July 7, 2011
Hansons: Rebuilding American Distance Running
Above is a group pic from the Brooks High School Coaches Clinic/Camp. If you notice, all the ladies are in the front row- so few of us!
We showed up for a group run on the first day of the Brooks Coaches Clinic/Camp and I saw two men in Hansons shirts with the group. I assumed they were fellow coaches, and off we went. The next morning in the elevator, I chatted with the same two men about how nice it was for Brooks to do this for us, and how beautiful the resort was. They commented on how I was a FAR way from Alabama, and then the ride was over.
Little did I know, I was speaking to none other than Keith and Kevin Hanson, founders of the Hansons Project. I really enjoyed hearing them speak at the clinic, and here are some high points I took away from the talk.
As teens, both brother loved to run. One was a bit more talented than the other, but both enjoyed marathons and shorter races. The problem was neither had solid coaching. At that time, American distance running had started to decline. The top competitors were no longer from the U.S. Keith and Kevin Hanson made a decision to do something about that.
The brothers worked tirelessly and through many financial trials to open a running store. One store soon became 3 and then came the athletes. Before the actual Hansons Brooks Distance Running Project, the Hansons hosted young distance runners in their own homes, providing them training and a job at the store(s). As you know, this led to bigger and better things.
After telling us about the history of the project, they became telling us things they've learned from coaching the top runners in the country.
*All athletes have doubts, even elites. All athletes have the occasional urge to quit. It's always a comfort to me when I hear "human" things about elites. We often put them up on their pedestal of perfect. When, actually, they have similar feelings. Another reason to admire them- they WORK through it!
*The Hansons talked a lot about Desiree Davila. She has been with the project 7 years, which is about average for the top competitors in the group. One attitude that she has (and many of the others) is that when a race doesn't go her way, or she doesn't place like she'd hoped, she says, "I don't deserve it yet." Instead of it being a put-down-to-self, it's more of feeding the fire to work harder. EARN you podium.

* * * *

Rewrite the passage about the Hansons from "We showed up" up to and including "from the talk.", putting "hotel" in place of "resort".

Segmentation mask data:
* * * *

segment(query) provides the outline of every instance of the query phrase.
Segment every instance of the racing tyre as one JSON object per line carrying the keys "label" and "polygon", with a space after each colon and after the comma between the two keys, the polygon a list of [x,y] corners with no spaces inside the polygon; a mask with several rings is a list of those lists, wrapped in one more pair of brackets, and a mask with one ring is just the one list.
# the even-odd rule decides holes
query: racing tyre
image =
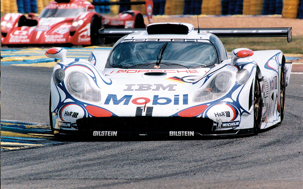
{"label": "racing tyre", "polygon": [[144,19],[143,16],[141,14],[138,14],[136,16],[135,20],[135,25],[134,27],[135,28],[145,28],[145,24],[144,24]]}
{"label": "racing tyre", "polygon": [[53,127],[53,117],[52,115],[52,93],[49,93],[49,123],[51,125],[52,133],[54,134],[54,128]]}
{"label": "racing tyre", "polygon": [[254,92],[254,133],[257,134],[262,121],[262,98],[261,87],[258,77],[256,76]]}
{"label": "racing tyre", "polygon": [[280,104],[278,110],[281,116],[281,122],[284,117],[284,111],[285,103],[285,77],[284,75],[284,65],[281,67],[280,76]]}
{"label": "racing tyre", "polygon": [[97,16],[94,16],[91,21],[91,44],[92,46],[99,44],[98,34],[99,30],[101,29],[101,19]]}

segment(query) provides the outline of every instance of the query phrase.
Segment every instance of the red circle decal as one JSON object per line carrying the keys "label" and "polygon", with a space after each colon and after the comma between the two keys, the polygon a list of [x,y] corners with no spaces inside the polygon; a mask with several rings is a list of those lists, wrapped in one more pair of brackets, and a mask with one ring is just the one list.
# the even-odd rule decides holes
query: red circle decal
{"label": "red circle decal", "polygon": [[206,105],[201,105],[181,111],[178,115],[181,117],[188,117],[196,116],[202,113],[207,107]]}

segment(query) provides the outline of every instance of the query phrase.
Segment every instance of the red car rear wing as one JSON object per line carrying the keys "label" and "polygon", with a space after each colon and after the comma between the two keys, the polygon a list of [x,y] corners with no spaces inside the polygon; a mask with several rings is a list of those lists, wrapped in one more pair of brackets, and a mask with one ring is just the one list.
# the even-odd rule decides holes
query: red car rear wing
{"label": "red car rear wing", "polygon": [[[287,42],[291,41],[291,27],[285,28],[200,28],[200,32],[213,34],[218,37],[286,37]],[[194,30],[198,30],[198,28]],[[142,32],[144,29],[125,28],[102,28],[99,31],[100,38],[121,38],[131,33]]]}

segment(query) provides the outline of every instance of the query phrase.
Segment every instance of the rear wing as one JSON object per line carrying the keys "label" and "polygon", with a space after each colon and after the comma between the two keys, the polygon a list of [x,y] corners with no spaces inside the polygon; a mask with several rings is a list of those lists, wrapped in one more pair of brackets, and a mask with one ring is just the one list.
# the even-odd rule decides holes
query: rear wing
{"label": "rear wing", "polygon": [[98,0],[97,2],[91,3],[93,5],[100,6],[108,6],[112,5],[145,5],[146,9],[146,16],[148,19],[148,22],[150,24],[152,23],[152,12],[154,8],[154,5],[152,0],[146,0],[142,1],[132,1],[130,2],[105,2],[104,0]]}
{"label": "rear wing", "polygon": [[[287,42],[291,41],[291,27],[285,28],[199,28],[200,32],[209,33],[218,37],[286,37]],[[195,28],[198,30],[198,28]],[[121,38],[126,35],[146,31],[138,29],[104,29],[99,30],[100,38]]]}

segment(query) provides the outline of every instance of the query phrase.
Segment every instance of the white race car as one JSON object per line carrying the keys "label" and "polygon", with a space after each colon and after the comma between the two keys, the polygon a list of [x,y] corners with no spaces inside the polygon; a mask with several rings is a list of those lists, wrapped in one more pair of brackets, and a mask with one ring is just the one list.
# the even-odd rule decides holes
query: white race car
{"label": "white race car", "polygon": [[61,59],[51,85],[55,135],[190,138],[256,134],[282,121],[291,63],[278,50],[238,49],[230,59],[218,36],[285,36],[289,42],[291,28],[162,23],[144,31],[99,31],[100,37],[122,36],[88,60],[67,58],[61,48],[46,51]]}

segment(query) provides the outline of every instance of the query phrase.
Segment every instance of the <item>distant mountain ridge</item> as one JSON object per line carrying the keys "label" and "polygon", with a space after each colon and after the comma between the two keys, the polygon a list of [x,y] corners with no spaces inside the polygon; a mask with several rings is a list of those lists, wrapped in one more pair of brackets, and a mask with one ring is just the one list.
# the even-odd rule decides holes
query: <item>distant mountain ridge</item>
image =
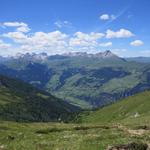
{"label": "distant mountain ridge", "polygon": [[82,108],[102,107],[150,89],[147,63],[128,61],[111,51],[20,54],[2,61],[0,74],[19,78]]}

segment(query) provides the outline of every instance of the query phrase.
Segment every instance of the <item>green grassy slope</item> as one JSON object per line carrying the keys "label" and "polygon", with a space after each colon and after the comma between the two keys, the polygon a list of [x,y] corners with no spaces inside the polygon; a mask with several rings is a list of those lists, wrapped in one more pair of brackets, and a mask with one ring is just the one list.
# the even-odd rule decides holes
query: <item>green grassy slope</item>
{"label": "green grassy slope", "polygon": [[[60,57],[60,56],[59,56]],[[12,59],[0,73],[17,77],[81,108],[97,108],[150,89],[150,67],[121,58],[50,56]]]}
{"label": "green grassy slope", "polygon": [[26,84],[0,76],[0,119],[15,121],[67,120],[77,108]]}
{"label": "green grassy slope", "polygon": [[140,123],[150,122],[150,91],[136,94],[106,106],[97,111],[82,115],[82,121],[88,123]]}

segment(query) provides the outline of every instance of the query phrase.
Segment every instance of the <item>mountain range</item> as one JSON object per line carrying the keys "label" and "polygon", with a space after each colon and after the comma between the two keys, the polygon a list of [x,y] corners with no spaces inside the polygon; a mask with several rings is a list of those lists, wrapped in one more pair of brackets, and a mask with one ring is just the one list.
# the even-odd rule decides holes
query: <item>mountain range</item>
{"label": "mountain range", "polygon": [[149,63],[97,54],[17,54],[0,58],[0,74],[21,79],[83,109],[103,107],[150,89]]}

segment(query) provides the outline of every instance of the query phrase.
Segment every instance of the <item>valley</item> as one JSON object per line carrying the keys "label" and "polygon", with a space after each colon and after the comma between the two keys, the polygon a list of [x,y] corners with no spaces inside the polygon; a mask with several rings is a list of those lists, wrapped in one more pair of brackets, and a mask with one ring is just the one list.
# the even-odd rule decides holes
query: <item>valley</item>
{"label": "valley", "polygon": [[83,109],[103,107],[150,88],[149,63],[128,61],[111,51],[20,54],[1,61],[0,74],[21,79]]}

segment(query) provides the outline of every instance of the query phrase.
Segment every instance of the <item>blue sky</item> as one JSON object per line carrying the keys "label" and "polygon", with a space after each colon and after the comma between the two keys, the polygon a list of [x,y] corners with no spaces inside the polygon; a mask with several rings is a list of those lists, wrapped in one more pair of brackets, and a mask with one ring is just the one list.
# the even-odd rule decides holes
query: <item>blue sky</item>
{"label": "blue sky", "polygon": [[0,0],[0,55],[150,56],[149,0]]}

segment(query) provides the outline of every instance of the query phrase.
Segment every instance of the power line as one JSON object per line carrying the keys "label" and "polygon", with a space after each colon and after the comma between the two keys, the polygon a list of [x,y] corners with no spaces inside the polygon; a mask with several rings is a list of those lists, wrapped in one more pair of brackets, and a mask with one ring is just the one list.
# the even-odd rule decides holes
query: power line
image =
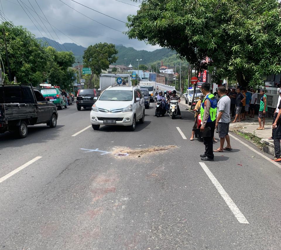
{"label": "power line", "polygon": [[[59,37],[58,36],[58,35],[56,34],[56,32],[55,31],[55,30],[54,29],[54,28],[53,28],[51,25],[51,24],[50,24],[50,23],[49,22],[49,21],[48,21],[48,19],[47,19],[47,18],[46,17],[46,16],[45,15],[45,14],[44,14],[44,12],[42,11],[42,9],[41,9],[41,8],[40,7],[40,6],[39,6],[39,4],[38,4],[38,3],[37,2],[37,1],[36,1],[36,0],[35,0],[35,2],[36,2],[36,3],[37,4],[37,5],[38,6],[38,7],[39,7],[39,8],[40,9],[40,10],[41,11],[41,12],[42,13],[43,15],[44,15],[44,16],[45,17],[45,18],[46,19],[46,20],[47,20],[47,21],[48,22],[48,23],[49,24],[50,26],[51,26],[51,27],[52,28],[52,29],[53,30],[53,31],[54,33],[55,34],[56,34],[56,36],[59,39],[59,40],[60,40],[60,41],[61,42],[62,44],[62,42],[61,41],[61,40],[59,39]],[[66,51],[67,51],[67,49],[65,47],[65,46],[63,44],[62,44],[62,45],[64,47],[64,48],[66,50]],[[59,45],[58,44],[58,46],[60,48],[60,47],[59,47]],[[61,49],[61,50],[62,50]]]}
{"label": "power line", "polygon": [[[17,1],[18,1],[18,3],[20,5],[20,6],[23,9],[23,11],[25,13],[25,14],[26,14],[27,16],[28,17],[28,18],[30,19],[31,22],[32,22],[32,23],[33,23],[34,26],[35,27],[36,27],[36,28],[38,30],[38,31],[39,31],[40,33],[41,34],[41,35],[42,35],[42,36],[43,36],[43,37],[44,37],[44,36],[43,35],[43,34],[42,33],[42,32],[41,32],[41,31],[37,27],[37,26],[36,26],[36,25],[35,25],[35,24],[34,23],[34,22],[32,21],[32,19],[31,18],[30,18],[30,17],[29,16],[28,16],[28,14],[26,12],[26,11],[25,11],[25,10],[23,8],[23,7],[20,5],[20,3],[19,1],[19,0],[17,0]],[[47,41],[47,40],[46,40],[46,38],[45,38],[45,40],[46,40],[46,41],[47,42],[48,42]]]}
{"label": "power line", "polygon": [[122,1],[119,1],[119,0],[115,0],[115,1],[117,1],[117,2],[120,2],[120,3],[123,3],[123,4],[128,4],[129,5],[131,5],[132,6],[134,6],[137,8],[139,7],[138,6],[137,6],[136,5],[134,5],[133,4],[128,4],[128,3],[125,3],[125,2],[122,2]]}
{"label": "power line", "polygon": [[101,12],[100,12],[100,11],[98,11],[95,10],[94,10],[94,9],[92,9],[92,8],[90,8],[88,6],[86,6],[86,5],[84,5],[84,4],[80,4],[80,3],[78,3],[78,2],[76,2],[76,1],[74,1],[74,0],[70,0],[70,1],[72,1],[73,2],[74,2],[74,3],[76,3],[76,4],[80,4],[80,5],[82,5],[82,6],[84,6],[84,7],[86,7],[86,8],[88,8],[88,9],[90,9],[90,10],[92,10],[94,11],[96,11],[96,12],[97,12],[98,13],[99,13],[100,14],[101,14],[102,15],[104,15],[104,16],[108,16],[109,17],[110,17],[110,18],[112,18],[113,19],[115,19],[115,20],[116,20],[117,21],[119,21],[119,22],[121,22],[121,23],[126,23],[125,22],[123,22],[123,21],[121,21],[121,20],[119,20],[119,19],[116,19],[116,18],[114,18],[114,17],[112,17],[112,16],[108,16],[108,15],[107,15],[104,13],[102,13]]}
{"label": "power line", "polygon": [[81,15],[83,15],[83,16],[85,16],[86,17],[88,18],[89,19],[90,19],[91,20],[92,20],[93,21],[94,21],[95,22],[96,22],[97,23],[99,23],[100,24],[101,24],[102,25],[103,25],[104,26],[105,26],[106,27],[107,27],[108,28],[109,28],[110,29],[111,29],[112,30],[116,30],[116,31],[118,31],[118,32],[121,32],[121,33],[123,33],[122,31],[120,31],[120,30],[116,30],[115,29],[114,29],[113,28],[112,28],[111,27],[109,27],[109,26],[107,26],[105,25],[105,24],[104,24],[103,23],[100,23],[99,22],[98,22],[97,21],[93,19],[92,19],[92,18],[91,18],[90,17],[89,17],[88,16],[86,16],[85,15],[84,15],[83,13],[81,13],[80,12],[79,12],[78,11],[76,10],[74,8],[72,8],[72,7],[71,7],[71,6],[69,6],[69,5],[68,5],[68,4],[66,4],[64,2],[63,2],[62,1],[61,1],[61,0],[59,0],[59,1],[61,2],[62,3],[63,3],[64,4],[65,4],[65,5],[66,5],[67,6],[68,6],[68,7],[69,7],[70,8],[71,8],[73,10],[75,11],[76,12],[78,12],[79,14],[80,14]]}

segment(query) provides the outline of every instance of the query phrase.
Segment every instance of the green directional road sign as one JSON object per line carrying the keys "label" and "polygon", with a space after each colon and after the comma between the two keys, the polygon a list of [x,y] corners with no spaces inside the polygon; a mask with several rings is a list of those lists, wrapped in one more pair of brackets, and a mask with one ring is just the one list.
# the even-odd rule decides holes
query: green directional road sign
{"label": "green directional road sign", "polygon": [[92,74],[92,70],[90,68],[83,68],[82,69],[82,74]]}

* * * *

Solution below:
We showed up for a group run on the first day of the Brooks Coaches Clinic/Camp and I saw two men in Hansons shirts with the group. I assumed they were fellow coaches, and off we went. The next morning in the elevator, I chatted with the same two men about how nice it was for Brooks to do this for us, and how beautiful the hotel was. They commented on how I was a FAR way from Alabama, and then the ride was over.
Little did I know, I was speaking to none other than Keith and Kevin Hanson, founders of the Hansons Project. I really enjoyed hearing them speak at the clinic, and here are some high points I took away from the talk.